══ 抜粋した文章 ══

ハニーポット(honeypot)とは,ネットワーク上にわざとセキュリティ設定の甘いサーバーやネットワーク機器を設置して攻撃者やワームなどをおびき寄せ,侵入後にどんな行動をとるかを監視・観察するためのシステムのことである(図)。
攻撃者やワームに侵入を受けた場合,どんな手口で侵入されたのかわからなければ次の対策を立てられない。そこで,侵入者をわざと自由に行動させておき,行動をつぶさに観察することで侵入手口などを把握しようというのがハニーポットの目的である。簡単に侵入しやすく行動もしやすくすることで,攻撃者にとってはまさに魅力ある「蜜の壺」に見える存在となる。
ハニーポットには商用製品とフリーのツールがあり,大きく二つのタイプに分けられる。一つはWebサーバーやFTPサーバーなどのサーバー・ソフトの動作をエミュレートするタイプで,もう一つはUNIXなどOSの動作をエミュレートするタイプである。いずれのタイプも,攻撃者からは実際のサーバーやOSにアクセスしているように見えるように工夫している。

═══
══ 提供された行 ══

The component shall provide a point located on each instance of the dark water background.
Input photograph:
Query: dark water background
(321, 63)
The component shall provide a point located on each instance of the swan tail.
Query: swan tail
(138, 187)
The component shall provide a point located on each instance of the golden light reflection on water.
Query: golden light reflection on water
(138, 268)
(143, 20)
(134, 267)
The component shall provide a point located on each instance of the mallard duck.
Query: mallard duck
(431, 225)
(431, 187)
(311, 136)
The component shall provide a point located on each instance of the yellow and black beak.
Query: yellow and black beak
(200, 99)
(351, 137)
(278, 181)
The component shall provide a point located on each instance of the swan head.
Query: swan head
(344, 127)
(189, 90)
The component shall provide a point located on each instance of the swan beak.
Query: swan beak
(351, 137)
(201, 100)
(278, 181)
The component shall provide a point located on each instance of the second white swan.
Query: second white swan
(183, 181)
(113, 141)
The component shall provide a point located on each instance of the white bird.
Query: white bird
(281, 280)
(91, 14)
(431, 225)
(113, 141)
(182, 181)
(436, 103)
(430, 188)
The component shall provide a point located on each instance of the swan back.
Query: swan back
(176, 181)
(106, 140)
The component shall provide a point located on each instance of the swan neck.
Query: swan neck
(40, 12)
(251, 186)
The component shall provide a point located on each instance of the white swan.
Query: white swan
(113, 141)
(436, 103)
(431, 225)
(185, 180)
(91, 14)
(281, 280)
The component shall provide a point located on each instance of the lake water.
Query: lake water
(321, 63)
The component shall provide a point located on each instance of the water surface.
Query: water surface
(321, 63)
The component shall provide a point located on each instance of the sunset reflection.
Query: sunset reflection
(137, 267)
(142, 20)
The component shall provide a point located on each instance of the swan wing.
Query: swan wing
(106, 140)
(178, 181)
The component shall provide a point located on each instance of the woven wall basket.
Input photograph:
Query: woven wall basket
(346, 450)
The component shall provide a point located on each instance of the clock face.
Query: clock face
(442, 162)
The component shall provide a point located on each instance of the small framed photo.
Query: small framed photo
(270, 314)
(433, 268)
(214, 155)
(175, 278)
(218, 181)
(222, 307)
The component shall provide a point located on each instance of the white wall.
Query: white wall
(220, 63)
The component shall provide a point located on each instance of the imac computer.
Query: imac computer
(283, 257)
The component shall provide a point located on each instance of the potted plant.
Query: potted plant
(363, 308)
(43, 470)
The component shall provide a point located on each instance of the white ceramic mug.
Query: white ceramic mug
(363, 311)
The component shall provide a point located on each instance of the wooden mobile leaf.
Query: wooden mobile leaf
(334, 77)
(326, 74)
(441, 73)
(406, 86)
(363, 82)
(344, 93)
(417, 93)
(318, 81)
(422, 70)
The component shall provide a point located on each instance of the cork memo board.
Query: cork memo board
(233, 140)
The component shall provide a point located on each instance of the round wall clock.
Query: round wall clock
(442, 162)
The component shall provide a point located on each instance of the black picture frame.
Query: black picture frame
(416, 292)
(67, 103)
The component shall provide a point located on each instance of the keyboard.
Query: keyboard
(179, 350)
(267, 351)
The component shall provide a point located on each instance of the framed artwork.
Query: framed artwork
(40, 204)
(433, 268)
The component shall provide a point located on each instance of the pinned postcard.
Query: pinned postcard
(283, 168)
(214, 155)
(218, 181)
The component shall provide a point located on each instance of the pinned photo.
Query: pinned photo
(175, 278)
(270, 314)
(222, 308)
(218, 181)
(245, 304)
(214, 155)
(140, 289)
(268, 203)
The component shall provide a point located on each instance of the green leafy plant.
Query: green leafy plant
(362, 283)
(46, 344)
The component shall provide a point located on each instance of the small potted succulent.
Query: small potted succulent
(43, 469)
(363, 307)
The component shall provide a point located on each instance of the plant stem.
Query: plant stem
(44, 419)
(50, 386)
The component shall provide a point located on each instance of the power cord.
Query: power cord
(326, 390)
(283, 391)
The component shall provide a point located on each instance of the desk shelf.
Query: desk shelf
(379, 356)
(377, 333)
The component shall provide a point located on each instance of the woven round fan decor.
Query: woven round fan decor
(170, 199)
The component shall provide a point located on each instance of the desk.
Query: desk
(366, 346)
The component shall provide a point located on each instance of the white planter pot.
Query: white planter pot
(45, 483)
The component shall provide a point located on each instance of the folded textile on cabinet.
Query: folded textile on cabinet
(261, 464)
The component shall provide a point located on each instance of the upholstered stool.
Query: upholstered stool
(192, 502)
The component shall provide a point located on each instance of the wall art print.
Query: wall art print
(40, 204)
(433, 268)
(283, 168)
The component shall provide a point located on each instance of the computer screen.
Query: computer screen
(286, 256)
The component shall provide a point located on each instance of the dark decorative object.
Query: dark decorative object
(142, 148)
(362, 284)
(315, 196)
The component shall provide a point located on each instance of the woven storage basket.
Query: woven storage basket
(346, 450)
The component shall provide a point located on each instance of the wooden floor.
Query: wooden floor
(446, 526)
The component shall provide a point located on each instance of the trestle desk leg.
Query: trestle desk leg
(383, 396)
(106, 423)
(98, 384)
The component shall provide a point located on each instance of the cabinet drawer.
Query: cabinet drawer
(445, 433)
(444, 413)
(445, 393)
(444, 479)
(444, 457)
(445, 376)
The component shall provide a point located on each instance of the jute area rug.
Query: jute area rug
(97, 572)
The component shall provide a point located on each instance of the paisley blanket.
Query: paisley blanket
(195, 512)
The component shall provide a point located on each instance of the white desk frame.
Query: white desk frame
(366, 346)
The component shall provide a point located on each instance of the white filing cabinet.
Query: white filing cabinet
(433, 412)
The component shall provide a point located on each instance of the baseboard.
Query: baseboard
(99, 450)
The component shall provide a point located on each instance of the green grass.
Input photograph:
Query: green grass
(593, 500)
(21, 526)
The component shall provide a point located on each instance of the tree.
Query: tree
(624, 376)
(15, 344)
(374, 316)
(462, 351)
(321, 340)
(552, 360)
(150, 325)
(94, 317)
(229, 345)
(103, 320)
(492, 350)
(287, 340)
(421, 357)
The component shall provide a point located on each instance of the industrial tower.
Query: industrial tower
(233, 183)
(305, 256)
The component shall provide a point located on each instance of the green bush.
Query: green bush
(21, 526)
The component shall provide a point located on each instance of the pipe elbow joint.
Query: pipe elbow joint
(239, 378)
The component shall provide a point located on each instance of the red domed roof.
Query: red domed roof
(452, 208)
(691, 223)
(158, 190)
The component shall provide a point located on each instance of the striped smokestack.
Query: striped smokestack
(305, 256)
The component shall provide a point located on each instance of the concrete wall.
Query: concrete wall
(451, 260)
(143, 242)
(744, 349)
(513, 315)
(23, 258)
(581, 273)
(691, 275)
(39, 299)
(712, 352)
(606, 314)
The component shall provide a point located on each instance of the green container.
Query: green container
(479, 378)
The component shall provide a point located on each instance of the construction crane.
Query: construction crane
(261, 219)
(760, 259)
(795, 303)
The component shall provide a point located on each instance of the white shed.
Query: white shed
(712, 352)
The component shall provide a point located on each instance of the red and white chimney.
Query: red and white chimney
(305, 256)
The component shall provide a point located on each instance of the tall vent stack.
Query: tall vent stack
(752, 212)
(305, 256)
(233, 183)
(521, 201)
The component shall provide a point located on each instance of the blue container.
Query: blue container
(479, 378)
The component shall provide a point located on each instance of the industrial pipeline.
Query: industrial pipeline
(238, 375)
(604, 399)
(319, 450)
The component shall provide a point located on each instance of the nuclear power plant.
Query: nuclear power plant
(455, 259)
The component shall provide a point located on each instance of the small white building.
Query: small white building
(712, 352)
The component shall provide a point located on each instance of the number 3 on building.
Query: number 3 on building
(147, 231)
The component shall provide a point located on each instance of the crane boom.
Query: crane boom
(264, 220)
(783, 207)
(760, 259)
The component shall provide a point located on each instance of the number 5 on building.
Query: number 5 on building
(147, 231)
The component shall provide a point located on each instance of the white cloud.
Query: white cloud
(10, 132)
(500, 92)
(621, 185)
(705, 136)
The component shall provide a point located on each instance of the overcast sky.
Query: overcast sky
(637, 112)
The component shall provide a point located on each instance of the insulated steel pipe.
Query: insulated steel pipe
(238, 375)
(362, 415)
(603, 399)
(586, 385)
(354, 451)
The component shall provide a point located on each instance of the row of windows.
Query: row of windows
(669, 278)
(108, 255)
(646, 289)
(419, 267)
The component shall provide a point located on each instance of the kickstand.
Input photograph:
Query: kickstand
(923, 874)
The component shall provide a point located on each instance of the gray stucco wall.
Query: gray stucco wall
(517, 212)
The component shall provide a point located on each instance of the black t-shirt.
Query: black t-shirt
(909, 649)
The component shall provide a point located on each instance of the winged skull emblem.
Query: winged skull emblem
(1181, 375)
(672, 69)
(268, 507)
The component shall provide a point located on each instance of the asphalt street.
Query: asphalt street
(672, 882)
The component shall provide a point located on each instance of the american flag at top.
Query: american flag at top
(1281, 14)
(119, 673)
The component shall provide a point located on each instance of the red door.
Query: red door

═══

# 課題の内容
1 – ハニーポットに関する文章のうち、「ハニーポット(honeypo」で始まり「に見えるように工夫している。」までの部分を一字一句そのまま書き写してください。
2 – 上の行から「filing」という語を含むものだけを抽出し、そのまま書き出してください。

# 各課題の解答
1 –
ハニーポット(honeypot)とは,ネットワーク上にわざとセキュリティ設定の甘いサーバーやネットワーク機器を設置して攻撃者やワームなどをおびき寄せ,侵入後にどんな行動をとるかを監視・観察するためのシステムのことである(図)。
攻撃者やワームに侵入を受けた場合,どんな手口で侵入されたのかわからなければ次の対策を立てられない。そこで,侵入者をわざと自由に行動させておき,行動をつぶさに観察することで侵入手口などを把握しようというのがハニーポットの目的である。簡単に侵入しやすく行動もしやすくすることで,攻撃者にとってはまさに魅力ある「蜜の壺」に見える存在となる。
ハニーポットには商用製品とフリーのツールがあり,大きく二つのタイプに分けられる。一つはWebサーバーやFTPサーバーなどのサーバー・ソフトの動作をエミュレートするタイプで,もう一つはUNIXなどOSの動作をエミュレートするタイプである。いずれのタイプも,攻撃者からは実際のサーバーやOSにアクセスしているように見えるように工夫している。

2 –
The component shall provide a point located on each instance of the white filing cabinet.
Query: white filing cabinet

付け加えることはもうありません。